▸ **GIVEN REQUEST A**
In the text on Airbus flight software below, list the conditions that the final paragraph names as possible causes of the crew's mistake.

▸ **TEXT SECTION**
I presume this was not the very first time an A330 had (attempted to) land(ed) at Tripoli? Assuming not, if the "computer" did it, how come these other flights managed to land OK. Did the computer just decide that this time it was going to screw up?

I have worked with computers for my entire life and find this whole line of discussion just plain wrong. The code running in the Airbus family is embedded, and quite different from the run of the mill home/office PC code we are so used to locking-up/crashing.

The code we're talking about here is much more akin the engine management system of your car (admittedly many times more complex) but (this important) the code is running as a single thread, dedicated to the computing platform itself, NOT parasitically balancing on top of a general purpose operating system like Windows or similar, that is designed for you to run Word, iTunes, your email, and any number of other applications all at once, and allow you, the user to switch them in and out at random.

An FMC runs FMC code. That's it. So the problem of testing it, debugging it, and error handling are in fact much simplified. Also the code itself is subject to REAL testing, unlike the majority of domestic/office code that is in the main left to trial by fire testing with beta testers...

Also, as another contributor has already pointed out, these systems are multi-redundant, and have at least 2 suppliers that developed code entirely independently.

I'm not saying these systems are infallible - but the problem is the USER. Despite all the protections built into these systems, if the pilot commands the aircraft descend, then descend it will.

Much more likely in this case is that the crew thought they were somewhere different than they really were and, due to a combination of sun, haze, and perhaps fatigue (other posters have already crafted similar and better written scenarios for this), got the aircraft into a position that was unrecoverable, no matter what automation was available to them.

▸ **SUPPLIED DATA**
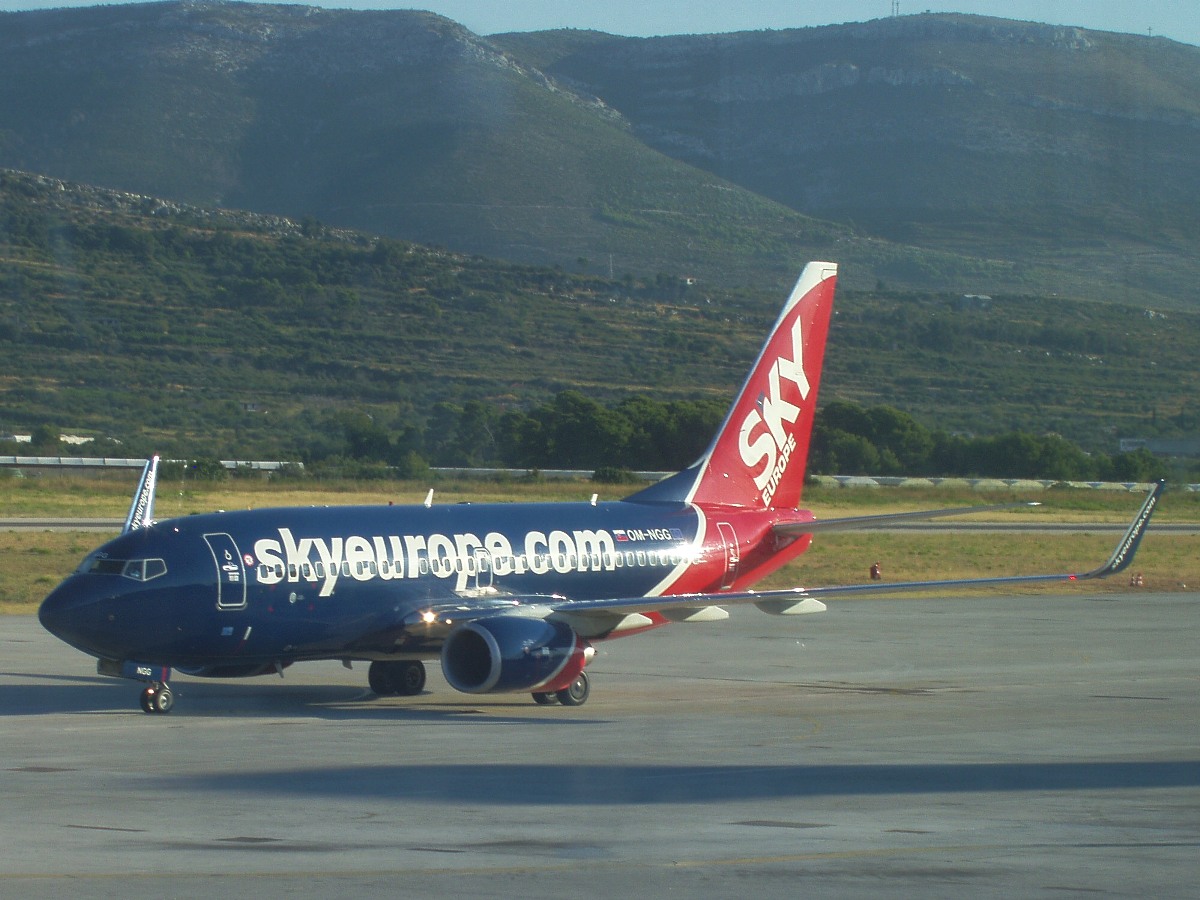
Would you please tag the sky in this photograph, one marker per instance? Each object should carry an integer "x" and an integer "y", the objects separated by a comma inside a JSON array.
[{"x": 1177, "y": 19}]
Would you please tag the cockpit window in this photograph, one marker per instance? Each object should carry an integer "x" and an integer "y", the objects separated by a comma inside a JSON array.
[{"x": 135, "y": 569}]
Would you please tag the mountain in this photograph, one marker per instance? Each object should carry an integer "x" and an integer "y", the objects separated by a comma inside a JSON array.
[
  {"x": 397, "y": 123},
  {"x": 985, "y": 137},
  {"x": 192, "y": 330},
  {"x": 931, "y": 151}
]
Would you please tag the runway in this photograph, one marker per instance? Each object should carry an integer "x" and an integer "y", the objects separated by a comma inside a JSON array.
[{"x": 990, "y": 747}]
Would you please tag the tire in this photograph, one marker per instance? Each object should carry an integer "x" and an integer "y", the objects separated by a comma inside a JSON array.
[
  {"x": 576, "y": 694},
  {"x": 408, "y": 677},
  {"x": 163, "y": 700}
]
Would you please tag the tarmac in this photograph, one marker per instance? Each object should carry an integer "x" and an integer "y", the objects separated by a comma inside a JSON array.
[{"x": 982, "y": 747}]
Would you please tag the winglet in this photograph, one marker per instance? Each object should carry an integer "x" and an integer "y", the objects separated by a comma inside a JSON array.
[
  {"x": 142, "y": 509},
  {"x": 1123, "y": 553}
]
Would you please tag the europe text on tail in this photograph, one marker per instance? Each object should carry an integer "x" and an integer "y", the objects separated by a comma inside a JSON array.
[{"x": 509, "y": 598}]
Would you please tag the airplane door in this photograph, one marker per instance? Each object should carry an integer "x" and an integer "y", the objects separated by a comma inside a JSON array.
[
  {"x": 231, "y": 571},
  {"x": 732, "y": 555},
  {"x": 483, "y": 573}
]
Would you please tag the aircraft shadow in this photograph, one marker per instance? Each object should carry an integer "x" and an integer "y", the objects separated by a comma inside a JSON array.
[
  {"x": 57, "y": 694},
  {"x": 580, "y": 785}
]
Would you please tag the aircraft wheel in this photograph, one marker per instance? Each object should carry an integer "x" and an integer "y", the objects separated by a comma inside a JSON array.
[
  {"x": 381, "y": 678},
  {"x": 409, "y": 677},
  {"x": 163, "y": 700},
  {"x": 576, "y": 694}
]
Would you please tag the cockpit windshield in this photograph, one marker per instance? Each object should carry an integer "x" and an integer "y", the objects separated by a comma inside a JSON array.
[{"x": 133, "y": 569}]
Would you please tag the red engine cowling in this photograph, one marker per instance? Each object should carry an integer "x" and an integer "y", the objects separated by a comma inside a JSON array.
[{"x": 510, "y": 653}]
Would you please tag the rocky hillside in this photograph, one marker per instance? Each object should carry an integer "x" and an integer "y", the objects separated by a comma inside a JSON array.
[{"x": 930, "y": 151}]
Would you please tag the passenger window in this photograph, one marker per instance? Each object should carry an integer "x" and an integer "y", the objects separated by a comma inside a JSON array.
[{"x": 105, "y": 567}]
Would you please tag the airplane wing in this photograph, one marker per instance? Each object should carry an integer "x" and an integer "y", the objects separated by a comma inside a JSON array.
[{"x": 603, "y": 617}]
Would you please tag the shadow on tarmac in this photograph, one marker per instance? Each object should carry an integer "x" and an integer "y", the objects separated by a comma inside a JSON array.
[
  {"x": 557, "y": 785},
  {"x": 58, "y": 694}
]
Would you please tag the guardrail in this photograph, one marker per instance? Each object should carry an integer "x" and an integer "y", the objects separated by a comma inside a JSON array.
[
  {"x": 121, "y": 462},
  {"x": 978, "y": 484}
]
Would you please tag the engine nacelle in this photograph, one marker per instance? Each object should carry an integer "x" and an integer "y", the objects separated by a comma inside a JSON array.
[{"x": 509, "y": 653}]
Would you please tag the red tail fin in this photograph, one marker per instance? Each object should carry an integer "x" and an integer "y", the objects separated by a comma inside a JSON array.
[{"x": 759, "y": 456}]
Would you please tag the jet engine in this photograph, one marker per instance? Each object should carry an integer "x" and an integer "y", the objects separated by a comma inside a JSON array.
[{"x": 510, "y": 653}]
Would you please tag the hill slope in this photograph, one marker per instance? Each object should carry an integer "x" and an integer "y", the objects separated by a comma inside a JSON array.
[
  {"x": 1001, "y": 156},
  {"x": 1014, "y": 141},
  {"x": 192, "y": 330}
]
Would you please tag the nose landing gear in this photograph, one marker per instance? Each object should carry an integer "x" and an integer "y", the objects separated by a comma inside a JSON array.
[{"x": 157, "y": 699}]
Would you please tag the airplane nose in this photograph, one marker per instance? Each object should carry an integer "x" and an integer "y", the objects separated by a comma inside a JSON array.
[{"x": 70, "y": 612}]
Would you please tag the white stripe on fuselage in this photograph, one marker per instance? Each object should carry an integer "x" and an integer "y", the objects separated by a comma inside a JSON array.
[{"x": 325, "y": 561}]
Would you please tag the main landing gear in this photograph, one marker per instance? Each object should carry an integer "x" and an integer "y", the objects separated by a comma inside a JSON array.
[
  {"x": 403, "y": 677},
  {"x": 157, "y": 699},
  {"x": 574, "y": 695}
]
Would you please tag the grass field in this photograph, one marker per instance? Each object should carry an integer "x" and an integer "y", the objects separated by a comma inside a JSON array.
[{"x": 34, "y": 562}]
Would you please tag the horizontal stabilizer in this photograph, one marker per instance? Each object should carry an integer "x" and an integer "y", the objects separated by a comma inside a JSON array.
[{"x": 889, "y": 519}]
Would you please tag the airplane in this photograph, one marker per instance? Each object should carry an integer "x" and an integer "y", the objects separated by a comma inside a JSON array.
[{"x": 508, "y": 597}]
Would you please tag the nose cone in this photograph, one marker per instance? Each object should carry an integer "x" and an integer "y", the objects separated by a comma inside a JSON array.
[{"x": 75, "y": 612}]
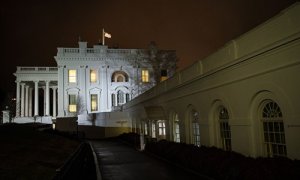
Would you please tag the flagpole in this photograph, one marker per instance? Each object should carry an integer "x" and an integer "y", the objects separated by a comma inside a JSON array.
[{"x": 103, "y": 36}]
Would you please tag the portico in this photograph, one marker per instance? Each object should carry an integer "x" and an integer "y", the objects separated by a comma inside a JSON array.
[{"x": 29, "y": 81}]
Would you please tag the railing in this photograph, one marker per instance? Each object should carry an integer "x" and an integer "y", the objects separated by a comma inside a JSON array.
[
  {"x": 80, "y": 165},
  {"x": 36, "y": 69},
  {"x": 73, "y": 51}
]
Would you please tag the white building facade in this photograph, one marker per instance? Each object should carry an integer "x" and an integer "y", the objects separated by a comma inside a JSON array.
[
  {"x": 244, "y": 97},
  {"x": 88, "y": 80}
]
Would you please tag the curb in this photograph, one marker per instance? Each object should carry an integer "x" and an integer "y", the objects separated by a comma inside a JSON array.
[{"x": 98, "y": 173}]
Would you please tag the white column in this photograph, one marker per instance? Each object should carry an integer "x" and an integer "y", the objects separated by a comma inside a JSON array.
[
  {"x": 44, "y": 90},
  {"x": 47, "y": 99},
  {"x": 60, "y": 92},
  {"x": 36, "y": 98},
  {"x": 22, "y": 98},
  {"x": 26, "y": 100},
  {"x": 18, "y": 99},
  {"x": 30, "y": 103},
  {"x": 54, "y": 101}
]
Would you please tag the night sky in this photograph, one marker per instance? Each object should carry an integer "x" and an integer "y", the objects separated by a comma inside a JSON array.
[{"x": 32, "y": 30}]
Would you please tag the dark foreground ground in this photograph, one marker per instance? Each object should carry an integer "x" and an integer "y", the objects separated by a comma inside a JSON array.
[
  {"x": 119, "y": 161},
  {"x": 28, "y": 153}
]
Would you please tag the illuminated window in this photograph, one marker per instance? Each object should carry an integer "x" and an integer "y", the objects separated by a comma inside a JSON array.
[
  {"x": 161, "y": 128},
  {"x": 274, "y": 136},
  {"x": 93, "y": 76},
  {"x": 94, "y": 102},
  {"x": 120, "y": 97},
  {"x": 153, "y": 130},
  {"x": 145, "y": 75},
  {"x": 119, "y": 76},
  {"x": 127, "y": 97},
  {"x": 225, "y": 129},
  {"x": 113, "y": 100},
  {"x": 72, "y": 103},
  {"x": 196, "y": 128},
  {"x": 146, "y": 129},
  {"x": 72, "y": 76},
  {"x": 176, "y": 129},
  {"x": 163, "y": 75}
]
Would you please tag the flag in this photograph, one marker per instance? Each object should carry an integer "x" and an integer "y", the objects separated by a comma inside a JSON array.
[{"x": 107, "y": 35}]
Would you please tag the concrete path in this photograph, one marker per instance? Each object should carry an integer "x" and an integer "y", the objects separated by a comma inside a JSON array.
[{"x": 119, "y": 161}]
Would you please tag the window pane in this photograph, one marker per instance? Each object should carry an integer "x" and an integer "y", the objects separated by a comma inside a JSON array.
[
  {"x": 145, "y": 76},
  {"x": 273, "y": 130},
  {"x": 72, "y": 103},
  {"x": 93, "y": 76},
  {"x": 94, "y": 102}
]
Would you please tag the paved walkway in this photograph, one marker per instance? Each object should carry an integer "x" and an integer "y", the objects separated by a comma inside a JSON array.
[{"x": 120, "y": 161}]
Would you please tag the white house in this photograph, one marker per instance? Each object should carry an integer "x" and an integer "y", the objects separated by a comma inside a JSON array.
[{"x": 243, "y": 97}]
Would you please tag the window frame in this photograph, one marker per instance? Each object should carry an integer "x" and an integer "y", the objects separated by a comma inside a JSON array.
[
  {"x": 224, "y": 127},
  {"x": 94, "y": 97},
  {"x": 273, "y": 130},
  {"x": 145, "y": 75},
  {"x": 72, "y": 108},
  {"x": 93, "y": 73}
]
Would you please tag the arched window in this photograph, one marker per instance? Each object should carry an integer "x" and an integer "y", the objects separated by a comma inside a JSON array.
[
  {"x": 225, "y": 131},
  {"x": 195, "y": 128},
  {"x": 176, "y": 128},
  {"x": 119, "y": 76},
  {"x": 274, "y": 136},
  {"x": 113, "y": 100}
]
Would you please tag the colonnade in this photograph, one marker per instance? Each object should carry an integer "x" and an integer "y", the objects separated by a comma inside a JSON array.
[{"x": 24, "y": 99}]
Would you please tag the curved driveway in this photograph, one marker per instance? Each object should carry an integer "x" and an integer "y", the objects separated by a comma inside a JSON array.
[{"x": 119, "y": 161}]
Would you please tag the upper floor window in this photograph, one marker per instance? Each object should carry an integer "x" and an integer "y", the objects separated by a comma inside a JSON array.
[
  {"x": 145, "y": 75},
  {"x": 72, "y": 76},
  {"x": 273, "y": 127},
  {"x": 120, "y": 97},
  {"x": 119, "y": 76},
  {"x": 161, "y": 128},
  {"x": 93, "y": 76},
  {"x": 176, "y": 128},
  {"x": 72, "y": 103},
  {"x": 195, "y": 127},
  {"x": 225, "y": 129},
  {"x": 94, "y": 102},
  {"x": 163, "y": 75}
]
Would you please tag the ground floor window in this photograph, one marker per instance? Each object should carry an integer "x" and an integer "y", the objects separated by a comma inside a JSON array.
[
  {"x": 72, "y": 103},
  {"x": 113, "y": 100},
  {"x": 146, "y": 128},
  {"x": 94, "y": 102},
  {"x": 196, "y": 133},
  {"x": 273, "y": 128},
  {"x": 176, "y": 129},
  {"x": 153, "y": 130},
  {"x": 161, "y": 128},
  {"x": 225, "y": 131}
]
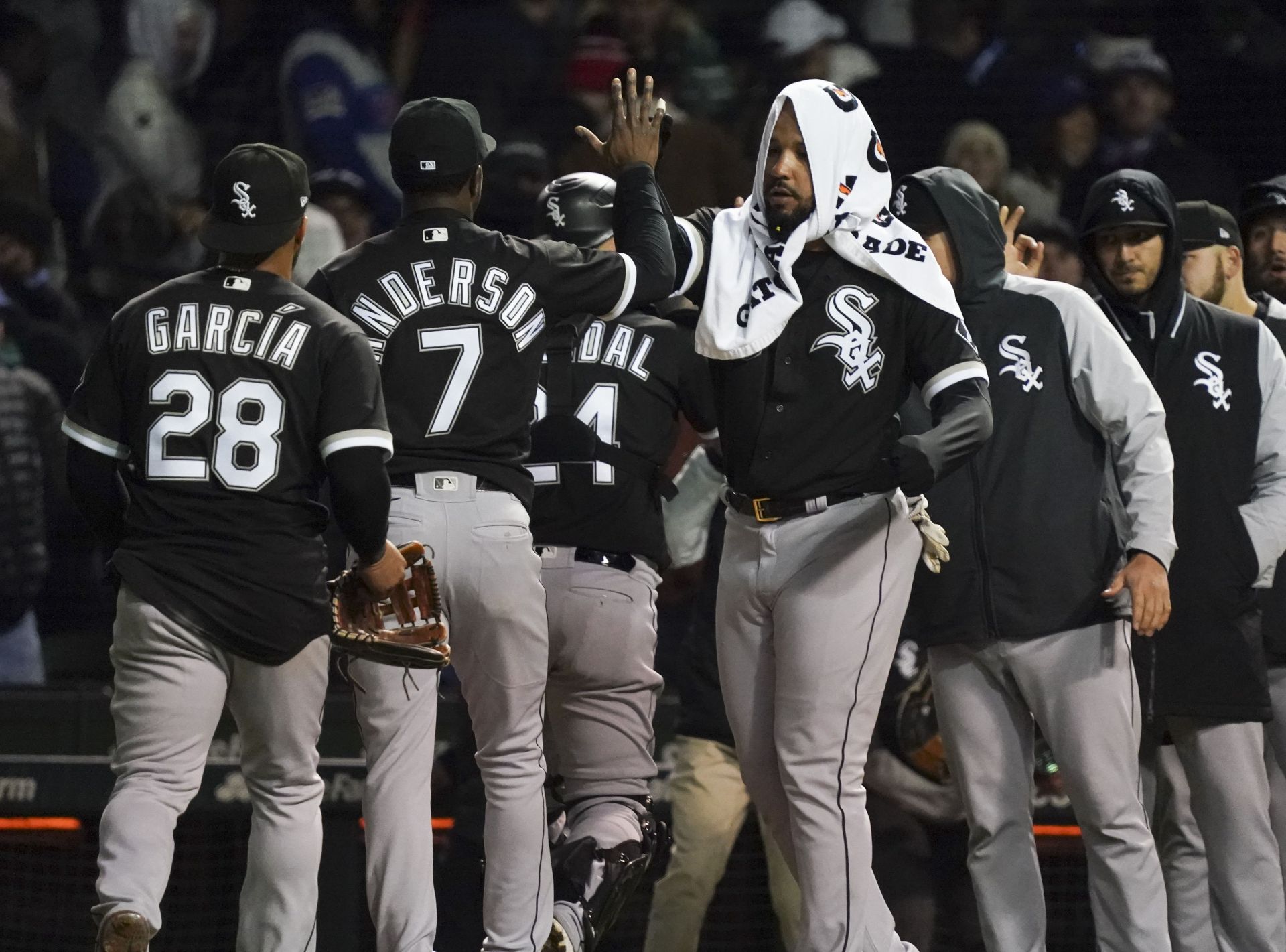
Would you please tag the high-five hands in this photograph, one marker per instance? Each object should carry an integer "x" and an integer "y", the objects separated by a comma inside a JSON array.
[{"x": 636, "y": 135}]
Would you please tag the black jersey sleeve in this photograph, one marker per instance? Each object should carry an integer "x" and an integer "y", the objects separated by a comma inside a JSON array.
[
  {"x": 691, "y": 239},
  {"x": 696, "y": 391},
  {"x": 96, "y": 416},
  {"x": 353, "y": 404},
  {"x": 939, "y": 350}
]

▸ **GIVEN REQUEST B**
How many lines of the rows above contain the word "engine"? Give only the number.

▸ **COMPLETE RESPONSE A**
sun, haze, fatigue

▸ **COMPLETE RESPONSE B**
3